(Records from a data collection)
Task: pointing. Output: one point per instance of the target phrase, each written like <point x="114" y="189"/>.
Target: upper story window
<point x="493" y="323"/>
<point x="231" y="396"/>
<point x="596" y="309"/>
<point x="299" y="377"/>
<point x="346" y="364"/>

* Exercise *
Print every line of the material above verbatim, with no alterations.

* Full response *
Task: pointing. Output: one point per instance of the target phrase, each written like <point x="114" y="189"/>.
Target: upper story window
<point x="493" y="323"/>
<point x="231" y="396"/>
<point x="596" y="309"/>
<point x="299" y="377"/>
<point x="346" y="364"/>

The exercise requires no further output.